### [TASK REQUIREMENTS]
Your task is to print all of the material verbatim.
##### EXTRACTED MATERIAL #####
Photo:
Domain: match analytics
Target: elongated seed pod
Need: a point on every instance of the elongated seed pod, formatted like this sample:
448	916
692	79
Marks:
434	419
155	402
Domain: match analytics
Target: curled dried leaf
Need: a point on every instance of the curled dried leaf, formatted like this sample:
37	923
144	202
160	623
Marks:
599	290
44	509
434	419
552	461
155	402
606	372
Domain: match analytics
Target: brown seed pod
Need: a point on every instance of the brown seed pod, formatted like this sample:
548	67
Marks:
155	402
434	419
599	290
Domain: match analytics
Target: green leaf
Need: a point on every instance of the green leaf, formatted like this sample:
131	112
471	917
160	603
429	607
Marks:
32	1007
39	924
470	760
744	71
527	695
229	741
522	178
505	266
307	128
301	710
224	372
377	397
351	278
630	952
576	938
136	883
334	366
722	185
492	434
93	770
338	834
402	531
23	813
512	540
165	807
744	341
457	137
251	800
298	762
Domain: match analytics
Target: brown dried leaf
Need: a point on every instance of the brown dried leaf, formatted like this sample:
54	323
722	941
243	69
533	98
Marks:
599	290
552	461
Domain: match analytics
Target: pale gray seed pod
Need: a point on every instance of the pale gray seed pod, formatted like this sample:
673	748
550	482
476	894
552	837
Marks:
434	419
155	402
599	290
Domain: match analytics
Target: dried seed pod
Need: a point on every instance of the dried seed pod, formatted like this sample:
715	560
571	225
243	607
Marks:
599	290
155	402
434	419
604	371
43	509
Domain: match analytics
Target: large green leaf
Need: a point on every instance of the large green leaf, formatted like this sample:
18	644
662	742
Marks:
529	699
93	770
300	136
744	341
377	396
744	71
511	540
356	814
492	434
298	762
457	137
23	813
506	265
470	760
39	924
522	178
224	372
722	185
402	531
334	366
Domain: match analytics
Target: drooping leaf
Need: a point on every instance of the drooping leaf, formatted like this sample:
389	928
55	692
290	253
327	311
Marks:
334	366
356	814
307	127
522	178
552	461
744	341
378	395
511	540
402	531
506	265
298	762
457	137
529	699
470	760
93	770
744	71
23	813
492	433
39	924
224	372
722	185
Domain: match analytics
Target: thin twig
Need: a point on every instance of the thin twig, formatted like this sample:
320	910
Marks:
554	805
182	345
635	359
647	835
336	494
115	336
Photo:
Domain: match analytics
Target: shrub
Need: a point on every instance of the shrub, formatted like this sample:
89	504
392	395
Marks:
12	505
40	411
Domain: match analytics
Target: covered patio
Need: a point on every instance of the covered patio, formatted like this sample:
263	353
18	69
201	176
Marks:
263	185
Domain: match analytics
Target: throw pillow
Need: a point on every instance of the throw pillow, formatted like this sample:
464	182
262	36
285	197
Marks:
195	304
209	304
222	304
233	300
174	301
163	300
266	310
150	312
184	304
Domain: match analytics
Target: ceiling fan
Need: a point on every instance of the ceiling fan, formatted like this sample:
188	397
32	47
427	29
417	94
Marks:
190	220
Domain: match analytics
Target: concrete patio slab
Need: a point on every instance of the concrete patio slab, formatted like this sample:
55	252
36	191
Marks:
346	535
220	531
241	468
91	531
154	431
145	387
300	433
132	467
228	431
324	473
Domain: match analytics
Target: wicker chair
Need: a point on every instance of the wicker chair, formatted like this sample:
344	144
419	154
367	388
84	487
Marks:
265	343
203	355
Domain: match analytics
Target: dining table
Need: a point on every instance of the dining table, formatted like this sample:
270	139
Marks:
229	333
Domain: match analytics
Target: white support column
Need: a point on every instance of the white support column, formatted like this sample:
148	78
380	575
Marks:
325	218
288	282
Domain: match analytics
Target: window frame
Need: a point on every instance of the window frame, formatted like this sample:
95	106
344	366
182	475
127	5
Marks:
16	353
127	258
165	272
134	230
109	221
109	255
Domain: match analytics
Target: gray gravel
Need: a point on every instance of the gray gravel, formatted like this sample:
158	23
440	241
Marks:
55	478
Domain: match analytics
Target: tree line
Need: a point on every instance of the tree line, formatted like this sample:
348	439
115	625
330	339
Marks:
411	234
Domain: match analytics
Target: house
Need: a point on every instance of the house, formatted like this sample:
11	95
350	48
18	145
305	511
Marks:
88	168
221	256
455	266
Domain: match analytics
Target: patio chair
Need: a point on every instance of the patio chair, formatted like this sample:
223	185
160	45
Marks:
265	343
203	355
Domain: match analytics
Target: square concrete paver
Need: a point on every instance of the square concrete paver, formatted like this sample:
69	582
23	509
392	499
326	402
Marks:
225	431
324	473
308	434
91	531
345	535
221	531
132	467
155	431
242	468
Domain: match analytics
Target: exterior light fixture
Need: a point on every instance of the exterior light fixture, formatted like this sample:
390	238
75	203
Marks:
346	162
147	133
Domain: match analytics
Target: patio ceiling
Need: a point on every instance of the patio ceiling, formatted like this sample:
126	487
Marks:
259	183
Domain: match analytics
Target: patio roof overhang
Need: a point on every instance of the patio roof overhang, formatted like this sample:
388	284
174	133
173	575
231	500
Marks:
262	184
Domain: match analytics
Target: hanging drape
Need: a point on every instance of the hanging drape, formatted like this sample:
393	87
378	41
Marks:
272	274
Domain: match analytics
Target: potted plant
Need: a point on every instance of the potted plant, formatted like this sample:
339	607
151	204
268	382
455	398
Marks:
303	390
#####
### [ANSWER TO THE EXERCISE]
Photo:
Domain: match analytics
Target: elongated seed pod
Need: a point on every instance of the elongated seed pod, formatted like this sample:
448	916
692	79
Marks:
434	419
155	402
Domain: match analytics
Target: curled dried leaf
Need: a point on every instance of the curled dried leaf, formatted like this sample:
37	923
144	202
160	623
Marks:
599	290
44	509
434	419
552	461
155	402
606	372
Domain: match analytics
Target: brown seed pod
Need: a point on every instance of the brown seed pod, formatted like this sample:
548	67
Marks:
155	402
434	419
599	290
Domain: match analytics
Target: green leaf
Need: a point on every instance of the green leaf, formatted like this sample:
131	112
471	917
160	603
429	607
Marks:
32	1007
39	924
470	760
744	71
527	695
229	741
522	178
505	266
307	128
301	710
224	372
377	397
351	278
630	952
576	938
136	883
334	366
722	185
492	434
93	770
338	834
402	531
23	813
512	540
165	807
744	341
457	137
251	800
298	762
Domain: match analytics
Target: brown dried leaf
Need: a point on every instance of the brown dried leaf, formatted like this sample:
54	323
722	941
243	69
533	98
Marks:
599	290
552	461
Domain: match analytics
Target: pale gray seed pod
Need: a point on every instance of the pale gray seed pod, formatted like this sample:
673	748
550	482
476	894
552	837
Marks:
434	419
155	402
599	290
Domain: match analytics
Target: dried seed pod
Need: a point on every instance of the dried seed pod, formatted like this sample:
715	560
571	225
243	607
Marks:
599	290
155	402
434	419
604	371
43	509
Domain: match analytics
Target: large green leaf
Need: a point on every instance of the large green leaf, formatted like this sample:
18	644
662	742
Marks:
529	699
93	770
300	136
744	341
377	396
744	71
511	540
356	814
492	434
298	762
457	137
23	813
506	265
470	760
39	924
522	178
224	372
722	185
402	531
334	366
Domain: match analytics
Target: drooping leaf
Need: a point on every instance of the drooping leaf, formatted like this sample:
389	928
55	692
290	253
327	311
Marks:
334	366
356	814
307	127
522	178
552	461
744	341
378	395
511	540
402	531
506	265
298	762
457	137
529	699
470	760
93	770
744	71
23	813
492	433
39	924
224	372
722	185
Domain: match analytics
Target: thin twig
Need: a point on every instance of the thin twig, formatted like this sample:
320	910
Marks:
554	805
182	345
635	359
647	835
336	494
115	336
Photo:
Domain: match analytics
Target: shrub
Need: a point on every instance of the shrub, formatted like this sample:
89	504
392	395
Marks:
12	505
40	411
Domain: match analytics
Target: covered patio
Need: a point on every instance of the covered patio, formatted like this sample:
263	353
18	69
201	176
Marks:
263	185
Domain: match analytics
Target: throw pillow
Need: a point on every instance of the throw pillow, formatted like this sample:
464	182
262	36
285	197
Marks:
195	304
209	304
222	304
233	300
174	301
163	300
266	310
150	312
184	304
Domain: match analytics
Target: ceiling fan
Need: a point on every instance of the ceiling fan, formatted like this sample:
188	397
32	47
427	29
417	94
Marks:
190	220
Domain: match analytics
Target: concrete patio slab
Need: a point on every instance of the concrete patio slab, formatted like this sample:
55	252
36	191
Marks:
346	535
220	531
241	468
91	531
154	431
145	387
300	433
132	467
228	431
324	473
Domain: match analytics
Target: wicker chair
Need: a point on every instance of the wicker chair, formatted like this sample:
344	144
419	154
367	388
84	487
Marks:
265	343
203	355
Domain: match analytics
Target: dining table
Need: a point on every instance of the dining table, formatted like this sample:
270	139
Marks:
229	333
Domain: match analytics
Target: white support column
Need: a point on every instance of the white support column, formatted like this sample:
148	78
380	575
Marks:
325	218
288	282
Domain: match analytics
Target: window frame
Need: a point on every instance of the window frame, formatted like this sample:
95	106
344	366
182	475
127	5
Marks:
16	353
127	258
165	272
134	230
109	221
109	255
Domain: match analytics
Target: gray gravel
Need: a point on every instance of the gray gravel, formatted like this sample:
158	23
440	241
Marks:
55	478
Domain: match analytics
Target: tree line
Need: a point on every instance of the tree line, formatted like this sample:
348	439
115	625
330	339
Marks:
411	234
Domain: match analytics
Target: house
Need: a point on every instance of the house, formatted like this sample:
11	95
350	48
18	145
305	511
Marks:
88	168
221	256
455	266
Domain: match analytics
Target: patio chair
Need: a point on every instance of the patio chair, formatted like this sample:
223	185
160	45
Marks:
265	343
203	355
Domain: match analytics
Target: square concrete paver
Need: a point on every instance of the square concrete paver, formatted like this sample:
69	582
23	509
392	499
326	402
Marks:
225	431
324	473
308	434
91	531
345	535
221	531
132	467
155	431
242	468
Domain: match analytics
Target: exterior light fixture
Need: a point on every instance of the exterior light fixture, formatted like this sample:
390	238
75	203
Marks:
346	162
147	133
Domain: match analytics
Target: patio ceiling
Need: a point on every instance of the patio ceiling, formatted like this sample:
126	487
Marks:
259	183
Domain: match analytics
Target: patio roof overhang
Need: a point on every instance of the patio roof overhang, formatted like this sample:
388	284
174	133
173	575
231	500
Marks:
262	184
Domain: match analytics
Target: hanging drape
Need: a point on every instance of the hanging drape, formatted like this sample:
393	87
378	41
Marks:
272	274
Domain: match analytics
Target: potted plant
Need: a point on every instance of the potted plant, formatted like this sample:
339	607
151	204
268	382
455	398
Marks:
303	390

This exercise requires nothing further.